⟨

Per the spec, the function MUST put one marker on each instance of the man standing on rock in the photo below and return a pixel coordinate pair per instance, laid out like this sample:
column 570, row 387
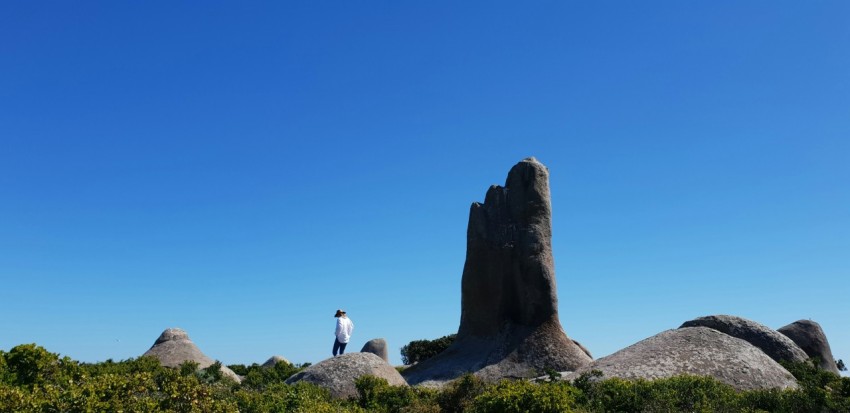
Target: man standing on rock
column 344, row 327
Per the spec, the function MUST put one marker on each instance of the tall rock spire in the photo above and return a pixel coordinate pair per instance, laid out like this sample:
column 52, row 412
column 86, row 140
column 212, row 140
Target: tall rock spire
column 509, row 323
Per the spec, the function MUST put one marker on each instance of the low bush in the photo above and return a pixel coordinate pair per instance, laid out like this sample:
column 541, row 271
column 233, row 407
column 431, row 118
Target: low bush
column 34, row 380
column 523, row 396
column 420, row 350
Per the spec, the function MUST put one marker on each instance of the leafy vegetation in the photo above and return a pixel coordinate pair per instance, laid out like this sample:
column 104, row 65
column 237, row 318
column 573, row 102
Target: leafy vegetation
column 420, row 350
column 34, row 380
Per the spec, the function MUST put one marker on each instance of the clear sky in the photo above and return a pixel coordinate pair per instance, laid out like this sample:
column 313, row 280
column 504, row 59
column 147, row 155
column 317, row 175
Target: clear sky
column 241, row 170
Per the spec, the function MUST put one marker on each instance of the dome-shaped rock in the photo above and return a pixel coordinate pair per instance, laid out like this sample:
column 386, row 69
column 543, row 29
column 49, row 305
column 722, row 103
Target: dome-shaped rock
column 698, row 351
column 337, row 374
column 173, row 347
column 274, row 360
column 774, row 344
column 378, row 347
column 810, row 337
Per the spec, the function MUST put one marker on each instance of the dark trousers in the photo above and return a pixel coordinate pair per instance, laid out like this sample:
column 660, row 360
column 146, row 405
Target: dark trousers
column 339, row 346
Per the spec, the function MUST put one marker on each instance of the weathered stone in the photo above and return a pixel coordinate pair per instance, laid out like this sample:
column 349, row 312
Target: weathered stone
column 698, row 351
column 774, row 344
column 173, row 347
column 273, row 360
column 583, row 348
column 378, row 347
column 509, row 323
column 810, row 337
column 337, row 374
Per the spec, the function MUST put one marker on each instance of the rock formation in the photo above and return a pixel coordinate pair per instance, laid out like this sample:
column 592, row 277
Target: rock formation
column 378, row 347
column 811, row 338
column 698, row 351
column 337, row 374
column 509, row 323
column 173, row 347
column 273, row 360
column 774, row 344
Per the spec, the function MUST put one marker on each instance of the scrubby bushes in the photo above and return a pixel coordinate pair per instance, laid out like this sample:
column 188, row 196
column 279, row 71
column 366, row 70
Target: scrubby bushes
column 421, row 350
column 35, row 380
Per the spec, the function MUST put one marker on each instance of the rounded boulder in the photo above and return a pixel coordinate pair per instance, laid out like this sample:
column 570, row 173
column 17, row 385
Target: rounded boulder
column 338, row 374
column 695, row 351
column 774, row 344
column 810, row 337
column 378, row 347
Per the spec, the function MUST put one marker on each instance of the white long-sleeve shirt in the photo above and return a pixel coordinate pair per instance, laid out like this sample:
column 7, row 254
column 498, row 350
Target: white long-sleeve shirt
column 344, row 327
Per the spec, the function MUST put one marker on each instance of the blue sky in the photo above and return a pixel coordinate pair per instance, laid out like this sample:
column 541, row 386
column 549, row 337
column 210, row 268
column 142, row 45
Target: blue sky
column 243, row 170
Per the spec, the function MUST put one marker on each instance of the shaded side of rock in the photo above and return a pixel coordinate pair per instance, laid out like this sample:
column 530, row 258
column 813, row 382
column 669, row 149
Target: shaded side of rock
column 173, row 348
column 810, row 337
column 698, row 351
column 378, row 347
column 273, row 360
column 338, row 374
column 774, row 344
column 509, row 323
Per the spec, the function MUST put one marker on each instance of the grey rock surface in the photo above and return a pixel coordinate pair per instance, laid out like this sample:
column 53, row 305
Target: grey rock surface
column 698, row 351
column 273, row 360
column 583, row 348
column 378, row 347
column 337, row 374
column 509, row 323
column 810, row 337
column 774, row 344
column 173, row 347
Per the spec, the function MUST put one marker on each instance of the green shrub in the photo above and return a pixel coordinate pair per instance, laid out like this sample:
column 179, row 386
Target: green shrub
column 301, row 397
column 420, row 350
column 376, row 395
column 457, row 396
column 522, row 396
column 258, row 377
column 29, row 364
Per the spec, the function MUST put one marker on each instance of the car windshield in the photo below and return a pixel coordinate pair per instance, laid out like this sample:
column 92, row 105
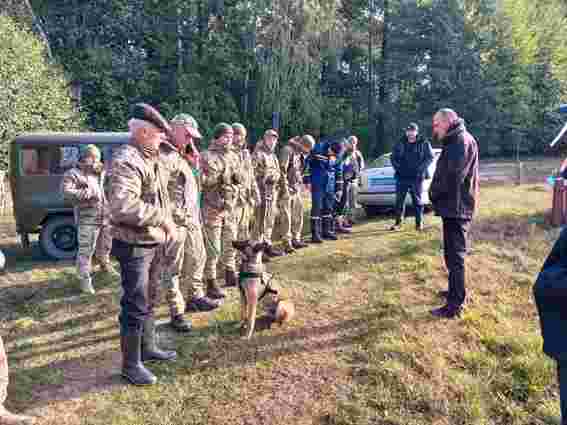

⟩

CHALLENGE |
List every line of the material above that contains the string "dark".

EXERCISE SOLUTION |
Per the spec, the function MUST put one marker on each instance of the dark trousers in the photo above and return a pixel coordinate pair per instance, laid out like this sample:
Target: dark trousers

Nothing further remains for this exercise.